What this task involves - Here are the records. Write out exactly the lines between the one holding "--target dirt patch" and the one holding "Segment each instance of the white", inclusive.

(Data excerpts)
# # # #
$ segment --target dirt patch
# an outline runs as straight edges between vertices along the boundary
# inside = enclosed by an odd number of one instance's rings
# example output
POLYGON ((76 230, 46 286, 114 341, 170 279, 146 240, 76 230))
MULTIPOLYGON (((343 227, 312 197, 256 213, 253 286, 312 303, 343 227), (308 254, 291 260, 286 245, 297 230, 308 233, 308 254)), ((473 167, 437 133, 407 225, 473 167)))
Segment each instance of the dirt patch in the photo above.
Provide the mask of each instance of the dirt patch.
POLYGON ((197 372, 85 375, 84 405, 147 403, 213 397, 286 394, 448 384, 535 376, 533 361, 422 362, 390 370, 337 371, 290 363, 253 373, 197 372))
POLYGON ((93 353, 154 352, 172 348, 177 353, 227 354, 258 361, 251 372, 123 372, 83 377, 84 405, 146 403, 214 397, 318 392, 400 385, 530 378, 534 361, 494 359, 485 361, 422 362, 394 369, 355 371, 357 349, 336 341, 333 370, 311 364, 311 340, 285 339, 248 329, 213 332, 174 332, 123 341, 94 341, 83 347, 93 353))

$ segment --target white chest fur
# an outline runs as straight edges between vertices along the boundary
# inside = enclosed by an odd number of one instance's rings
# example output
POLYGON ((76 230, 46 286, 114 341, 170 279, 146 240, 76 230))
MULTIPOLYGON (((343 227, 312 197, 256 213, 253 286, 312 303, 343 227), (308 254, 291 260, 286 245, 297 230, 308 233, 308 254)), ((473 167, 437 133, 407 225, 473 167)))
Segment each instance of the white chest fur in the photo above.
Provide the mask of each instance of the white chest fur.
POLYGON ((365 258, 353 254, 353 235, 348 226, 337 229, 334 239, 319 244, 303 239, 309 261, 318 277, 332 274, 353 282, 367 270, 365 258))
# # # #
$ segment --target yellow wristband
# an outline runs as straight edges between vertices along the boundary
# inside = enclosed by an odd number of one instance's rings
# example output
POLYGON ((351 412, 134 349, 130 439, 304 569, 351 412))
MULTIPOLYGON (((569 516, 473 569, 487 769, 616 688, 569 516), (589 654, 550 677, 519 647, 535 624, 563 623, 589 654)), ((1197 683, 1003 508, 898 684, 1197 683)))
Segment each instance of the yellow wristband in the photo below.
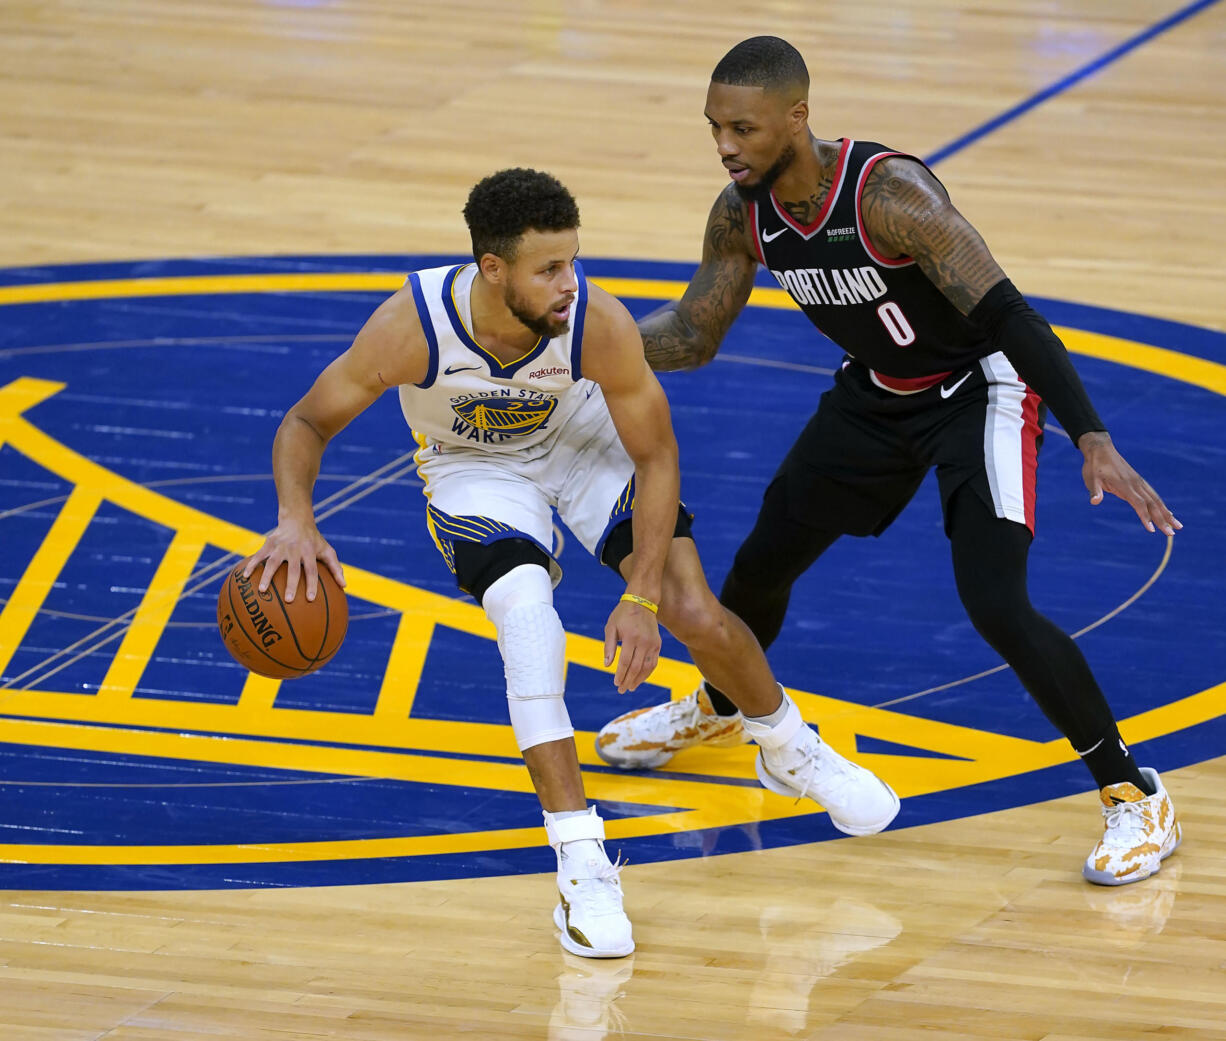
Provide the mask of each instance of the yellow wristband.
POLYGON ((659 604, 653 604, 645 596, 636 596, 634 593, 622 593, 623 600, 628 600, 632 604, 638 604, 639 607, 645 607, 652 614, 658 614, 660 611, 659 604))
# # # #
Response for this exercise -
$ segment --target dirt patch
# an outline runs as straight edges between vertices along the boundary
# inside = enclosed by an odd number of one instance's rings
# example output
POLYGON ((76 230, 46 286, 114 341, 170 279, 146 240, 76 230))
MULTIPOLYGON (((343 227, 312 197, 256 213, 253 286, 312 303, 343 227), (308 254, 291 260, 286 245, 297 230, 308 233, 308 254)), ((473 167, 437 133, 407 225, 473 167)))
Segment each instance of the dirt patch in the photo above.
Provide the mask of each instance of the dirt patch.
POLYGON ((197 372, 85 375, 84 405, 147 403, 213 397, 286 394, 448 384, 535 376, 533 361, 422 362, 390 370, 337 371, 290 363, 253 373, 197 372))
POLYGON ((93 353, 154 352, 172 348, 177 353, 227 354, 258 361, 251 372, 123 372, 83 377, 84 405, 146 403, 214 397, 318 392, 400 385, 530 378, 534 361, 494 359, 485 361, 422 362, 394 369, 355 371, 357 349, 336 341, 333 370, 311 364, 311 340, 285 339, 248 329, 213 332, 174 332, 123 341, 94 341, 83 347, 93 353))

$ segment --target white chest fur
# an outline runs as straight edges between vertices along the boundary
# inside = enclosed by an odd number of one instance's rings
# example output
POLYGON ((76 230, 46 286, 114 341, 170 279, 146 240, 76 230))
MULTIPOLYGON (((343 227, 312 197, 256 213, 253 286, 312 303, 343 227), (308 254, 291 260, 286 245, 297 230, 308 233, 308 254)), ((473 167, 437 133, 407 225, 473 167)))
Segment each instance of the white chest fur in the photo above.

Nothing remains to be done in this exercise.